Records contained in a dataset:
▶

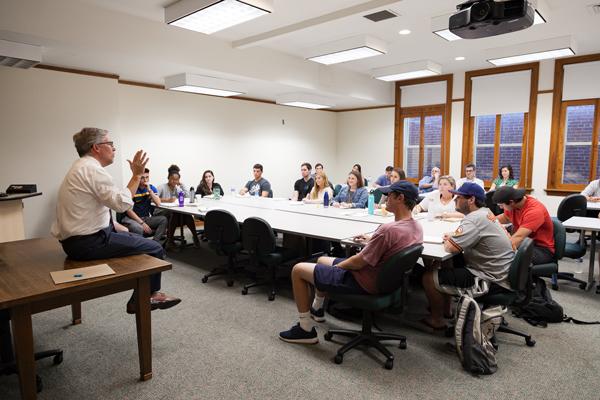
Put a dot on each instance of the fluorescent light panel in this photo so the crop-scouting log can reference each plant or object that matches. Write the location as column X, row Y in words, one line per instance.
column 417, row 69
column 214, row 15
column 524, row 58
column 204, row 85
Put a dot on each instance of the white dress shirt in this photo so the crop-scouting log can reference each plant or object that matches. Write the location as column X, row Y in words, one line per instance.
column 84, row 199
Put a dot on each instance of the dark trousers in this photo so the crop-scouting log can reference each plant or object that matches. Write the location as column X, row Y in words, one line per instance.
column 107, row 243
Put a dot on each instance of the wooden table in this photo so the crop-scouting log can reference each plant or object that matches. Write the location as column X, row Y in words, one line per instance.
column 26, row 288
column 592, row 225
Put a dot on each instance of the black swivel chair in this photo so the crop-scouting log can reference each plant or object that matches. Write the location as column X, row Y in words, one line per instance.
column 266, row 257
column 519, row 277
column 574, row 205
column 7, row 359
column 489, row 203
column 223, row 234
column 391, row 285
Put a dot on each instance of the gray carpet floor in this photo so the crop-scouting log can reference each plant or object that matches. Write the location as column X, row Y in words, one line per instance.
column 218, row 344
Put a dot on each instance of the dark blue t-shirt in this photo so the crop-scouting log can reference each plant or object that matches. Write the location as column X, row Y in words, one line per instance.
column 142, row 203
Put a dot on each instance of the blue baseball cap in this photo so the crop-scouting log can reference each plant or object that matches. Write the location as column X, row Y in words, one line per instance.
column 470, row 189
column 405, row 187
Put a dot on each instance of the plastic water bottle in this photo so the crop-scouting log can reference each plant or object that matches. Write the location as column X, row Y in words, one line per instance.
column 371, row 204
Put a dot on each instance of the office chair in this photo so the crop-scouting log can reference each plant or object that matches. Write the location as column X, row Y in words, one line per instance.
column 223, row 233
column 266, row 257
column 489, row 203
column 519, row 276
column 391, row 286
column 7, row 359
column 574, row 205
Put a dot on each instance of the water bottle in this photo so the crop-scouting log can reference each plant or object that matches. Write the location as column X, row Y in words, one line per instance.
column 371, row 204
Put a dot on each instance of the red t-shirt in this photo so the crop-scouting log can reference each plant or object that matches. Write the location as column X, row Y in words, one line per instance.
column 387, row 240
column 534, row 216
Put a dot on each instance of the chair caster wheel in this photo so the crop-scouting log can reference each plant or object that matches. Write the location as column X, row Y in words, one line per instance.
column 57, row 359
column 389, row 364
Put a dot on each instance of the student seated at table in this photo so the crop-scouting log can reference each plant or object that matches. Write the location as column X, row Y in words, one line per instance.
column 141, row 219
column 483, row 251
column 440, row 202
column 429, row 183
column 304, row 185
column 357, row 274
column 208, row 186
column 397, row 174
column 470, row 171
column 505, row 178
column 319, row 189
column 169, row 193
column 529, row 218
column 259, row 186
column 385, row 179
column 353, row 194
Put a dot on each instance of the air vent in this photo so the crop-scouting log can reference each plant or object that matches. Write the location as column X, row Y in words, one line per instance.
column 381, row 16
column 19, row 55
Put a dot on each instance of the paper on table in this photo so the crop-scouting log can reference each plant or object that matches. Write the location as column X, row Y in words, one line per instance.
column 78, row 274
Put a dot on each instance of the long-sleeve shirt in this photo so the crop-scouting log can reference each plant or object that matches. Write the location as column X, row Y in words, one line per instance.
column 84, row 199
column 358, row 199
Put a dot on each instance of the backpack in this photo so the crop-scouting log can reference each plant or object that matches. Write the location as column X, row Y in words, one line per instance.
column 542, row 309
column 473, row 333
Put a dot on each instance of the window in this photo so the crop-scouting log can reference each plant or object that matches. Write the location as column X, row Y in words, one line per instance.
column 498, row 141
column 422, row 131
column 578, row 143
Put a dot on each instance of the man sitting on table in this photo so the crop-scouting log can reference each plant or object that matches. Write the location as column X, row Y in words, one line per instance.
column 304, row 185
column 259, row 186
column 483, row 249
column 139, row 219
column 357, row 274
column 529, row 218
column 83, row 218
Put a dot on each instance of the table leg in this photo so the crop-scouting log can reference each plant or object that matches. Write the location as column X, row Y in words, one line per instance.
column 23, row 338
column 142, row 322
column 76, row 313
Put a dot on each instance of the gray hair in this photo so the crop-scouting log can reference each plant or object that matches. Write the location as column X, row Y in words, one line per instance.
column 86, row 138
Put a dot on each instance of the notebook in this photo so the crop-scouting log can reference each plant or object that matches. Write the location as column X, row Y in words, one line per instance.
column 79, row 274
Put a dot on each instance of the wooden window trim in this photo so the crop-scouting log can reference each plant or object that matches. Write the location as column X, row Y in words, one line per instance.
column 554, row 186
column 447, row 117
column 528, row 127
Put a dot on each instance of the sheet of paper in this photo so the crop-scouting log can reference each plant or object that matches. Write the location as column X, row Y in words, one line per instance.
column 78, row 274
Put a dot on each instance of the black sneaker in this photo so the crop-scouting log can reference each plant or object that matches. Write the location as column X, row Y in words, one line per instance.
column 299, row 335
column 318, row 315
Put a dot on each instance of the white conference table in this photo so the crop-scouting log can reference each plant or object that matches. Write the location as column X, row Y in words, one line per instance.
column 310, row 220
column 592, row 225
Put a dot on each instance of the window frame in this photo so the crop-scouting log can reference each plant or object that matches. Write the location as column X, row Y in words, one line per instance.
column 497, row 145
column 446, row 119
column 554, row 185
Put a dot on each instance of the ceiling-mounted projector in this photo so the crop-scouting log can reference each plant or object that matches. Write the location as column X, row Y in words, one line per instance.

◀

Work order: Each entry above should be returned exactly as written, minus its pictures.

Solution to this task:
Put a dot on each instance of the fluorescent light panel in this photo so the crop-scouting log can reference each plant or object that matches. Write the location as column X, row Y in words, one line per instance.
column 417, row 69
column 214, row 15
column 524, row 58
column 204, row 85
Put a dot on each instance of the white dress shirt in this photo so the crop-scouting log can reference each plant or object that matches. Write the location as column X, row Y in words, one line per instance.
column 84, row 199
Put a dot on each instance of the dark trousers in this photo so the crop-scouting log can reference each plant or object that matches. Write the location as column X, row Y in words, one line per instance.
column 107, row 243
Put a dot on each instance of the wooden table in this photo so the crop-scouting log can reference each plant or object that matches. Write the location as column X, row Y in words, one line per instance.
column 26, row 288
column 592, row 225
Put a dot on each instance of the black swivel chair in this photo so the crop-scouting log can reference each plant or object that matches. Write the location as column X, row Y in words, one line per instance.
column 266, row 257
column 519, row 277
column 574, row 205
column 7, row 359
column 489, row 203
column 223, row 234
column 391, row 285
Put a dot on each instance of the gray carpet floor in this photo so the crop-scouting log can reference each plant or object that matches. Write the location as column X, row Y in words, one line per instance.
column 218, row 344
Put a dot on each instance of the dark blue t-shirt in this photo so the crop-scouting log can reference each plant or object that matches. Write the location as column X, row Y in words, one line per instance.
column 142, row 203
Put a dot on each instance of the blue baseball cap in this photo so the crop-scouting log can reference each plant or object that matches. Write the location as column X, row Y in words, one line per instance.
column 470, row 189
column 405, row 187
Put a dot on each instance of the plastic water bottle in this photo so the crop-scouting log can reference each plant or object that matches. Write the location as column X, row Y in words, one line per instance.
column 371, row 204
Put a dot on each instance of the office chair in this photo so the crop-scouting log can reference each plant or object that matches. Write the location as column X, row Y in words, one line per instance.
column 223, row 233
column 266, row 257
column 489, row 203
column 519, row 276
column 391, row 286
column 7, row 359
column 574, row 205
Put a dot on each instance of the water bottle in this photo so the crop-scouting log can reference each plant or object that matches. Write the location as column X, row Y in words, one line per instance.
column 371, row 204
Put a dot on each instance of the red t-shirt in this photo so the crop-scouting log can reference each plant or object that matches. Write the location as column X, row Y in words, one line per instance.
column 387, row 240
column 534, row 216
Put a dot on each instance of the chair caster wheel in this photo so the crop-scouting log can reference each plant or object that matches. Write the location as column X, row Y in words, one line per instance.
column 57, row 359
column 389, row 364
Put a dot on each instance of the student seated at table in this photo so the crop-scouting log can reference each plant or object that matches. Write the location as column X, row Y in words, one line per instance.
column 141, row 219
column 483, row 251
column 440, row 202
column 429, row 183
column 304, row 185
column 357, row 274
column 208, row 186
column 397, row 174
column 470, row 171
column 505, row 178
column 319, row 189
column 169, row 193
column 529, row 218
column 259, row 186
column 385, row 179
column 353, row 194
Put a dot on each instance of the air vent in this photo so the crop-scouting log can reference each plant or object that matches. Write the location as column X, row Y in words, one line per instance.
column 381, row 16
column 19, row 55
Put a dot on each instance of the paper on table in this photo so the crop-scouting log can reference each plant or object that matches. Write the location as column X, row Y in words, one line per instance.
column 78, row 274
Put a dot on each instance of the long-sleeve shirt in this photo so the crop-scouting log can reference each plant or object that matches. Write the location as column X, row Y in words, one line per instance.
column 84, row 199
column 358, row 199
Put a dot on each instance of the backpack in this photo so the crop-scouting log can reference each plant or object that matches. Write the location as column X, row Y in words, one line per instance.
column 542, row 309
column 473, row 333
Put a dot on each instance of the window in this photo so the crop-scouting log can reference each plant or object that matches. Write the location as column X, row Y in words, one line per instance.
column 498, row 141
column 422, row 131
column 578, row 143
Put a dot on each instance of the man sitting on table in this photo so the crop-scouting log can reference each plant or object that matches. Write the location as column X, row Y in words, one line per instance.
column 304, row 185
column 259, row 186
column 483, row 249
column 139, row 219
column 357, row 274
column 529, row 218
column 83, row 218
Put a dot on each instance of the table leg in this photo so the crop-scouting log can reference each plant or object that matches. Write the location as column X, row Y in words, one line per instance.
column 23, row 338
column 142, row 322
column 76, row 313
Put a dot on each instance of the gray hair in this photo so the crop-scouting log can reference each plant or object that matches. Write the location as column X, row Y in words, one line per instance.
column 86, row 138
Put a dot on each instance of the notebook in this photo so the crop-scouting log can reference each plant or object that matches. Write the location as column X, row Y in words, one line per instance.
column 79, row 274
Put a dot on each instance of the wooden window trim in this photo so the crop-scouting log can reference each plant or object that matches. Write the location as column X, row Y in words, one line per instance.
column 554, row 186
column 447, row 117
column 528, row 127
Put a dot on each instance of the sheet of paper in this photo so the crop-scouting log can reference each plant or object that matches. Write the location as column X, row Y in words, one line per instance.
column 78, row 274
Put a dot on each instance of the black sneaker in this photo so the crop-scouting log can reference each plant or object that matches. Write the location as column X, row Y in words, one line per instance.
column 299, row 335
column 318, row 315
Put a dot on each instance of the white conference table in this photo so the crop-scouting log can reference each plant or object that matches. Write the location as column X, row Y in words, one line per instance.
column 310, row 220
column 592, row 225
Put a dot on each instance of the window frame in this photo so the crop-scouting log can reference each plant or object that matches. Write the location as column X, row Y in words, one line per instance.
column 497, row 145
column 446, row 119
column 554, row 185
Put a dot on each instance of the ceiling-mounted projector in this photo so the crop-scouting log can reference each plant or object that matches. Write the location as column X, row Y in words, one line per instance.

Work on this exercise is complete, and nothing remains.